#### 原文:
この3月に情報番組の「スッキリ」(日本テレビ系)が、アイヌ民族を差別するような表現のある動画を流して謝罪に追い込まれたように、ずいぶん前から出自や民族、人種を揶揄するネタはタブーであった。しかしここに新たに「容姿」というジャンルが加わることになるのかもしれない。
人を容姿で判断するルッキズムに敏感なアメリカでは、笑いにどんな変化が起きているのだろうか。アメリカといえば、人種差別や政治、エログロなどを風刺するアメリカのスタンダップコメディが主流だ。そこに、閉塞感はないのだろうか——。
アメリカでは他人の容姿をいじるのはダメ
シカゴで活動している日本人スタンダップコメディアンのSaku Yanagawaによると、アメリカのスタンダップコメディが“タブーなき笑い”であるというのは大きな誤解なのだという。

#### 提供資料:

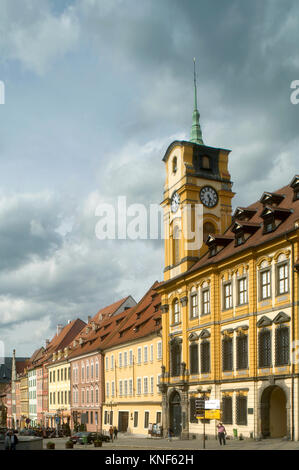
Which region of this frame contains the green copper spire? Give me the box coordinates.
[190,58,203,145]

==

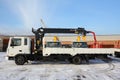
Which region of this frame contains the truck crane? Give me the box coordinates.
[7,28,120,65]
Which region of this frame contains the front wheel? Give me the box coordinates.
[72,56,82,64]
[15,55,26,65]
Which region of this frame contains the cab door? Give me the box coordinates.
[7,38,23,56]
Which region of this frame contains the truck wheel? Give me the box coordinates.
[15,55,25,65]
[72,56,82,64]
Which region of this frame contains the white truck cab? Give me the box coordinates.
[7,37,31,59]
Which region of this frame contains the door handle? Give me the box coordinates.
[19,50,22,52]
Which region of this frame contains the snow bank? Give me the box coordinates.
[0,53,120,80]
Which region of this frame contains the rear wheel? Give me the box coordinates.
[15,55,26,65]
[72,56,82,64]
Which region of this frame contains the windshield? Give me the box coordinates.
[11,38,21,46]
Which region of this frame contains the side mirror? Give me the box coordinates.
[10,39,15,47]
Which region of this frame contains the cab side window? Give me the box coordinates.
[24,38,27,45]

--

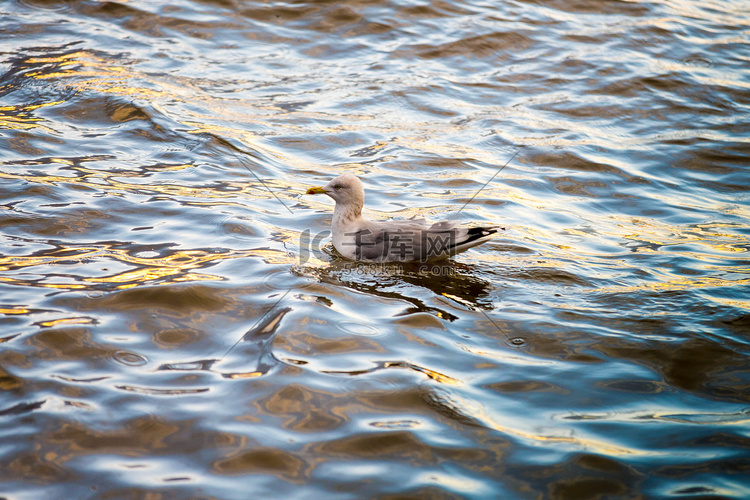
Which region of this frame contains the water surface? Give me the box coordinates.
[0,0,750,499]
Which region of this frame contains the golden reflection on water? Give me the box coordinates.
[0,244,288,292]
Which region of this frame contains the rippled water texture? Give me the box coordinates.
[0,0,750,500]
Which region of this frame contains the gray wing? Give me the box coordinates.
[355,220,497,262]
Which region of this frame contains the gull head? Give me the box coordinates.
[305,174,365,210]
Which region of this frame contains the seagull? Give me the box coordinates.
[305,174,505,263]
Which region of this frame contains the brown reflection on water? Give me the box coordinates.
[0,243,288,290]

#### 課題の要件:
[A] アメリカのお笑いとルッキズムについての原文に基づき、次の問いに答えてください。
(i) この3月に謝罪に追い込まれた情報番組は何ですか。
(ii) Saku Yanagawaが活動している都市はどこですか。
(iii) Saku Yanagawaが大きな誤解だとしているのは、どのような見方ですか。
[B] エントリーのうち、「Which region of this frame contains the green」を含む行から「[190,58,203,145]」を含む行までを、依頼文も含めて書き直してください。その際、解答中のボックス座標の数値にはすべて0.6を掛け、0.5は切り上げて整数に丸めてください。この範囲の行のみを示してください。

#### 課題の解答:
[A]
(i) 「スッキリ」(日本テレビ系)
(ii) シカゴ
(iii) アメリカのスタンダップコメディが“タブーなき笑い”であるという見方

[B]
Which region of this frame contains the green copper spire? Give me the box coordinates.
[114,35,122,87]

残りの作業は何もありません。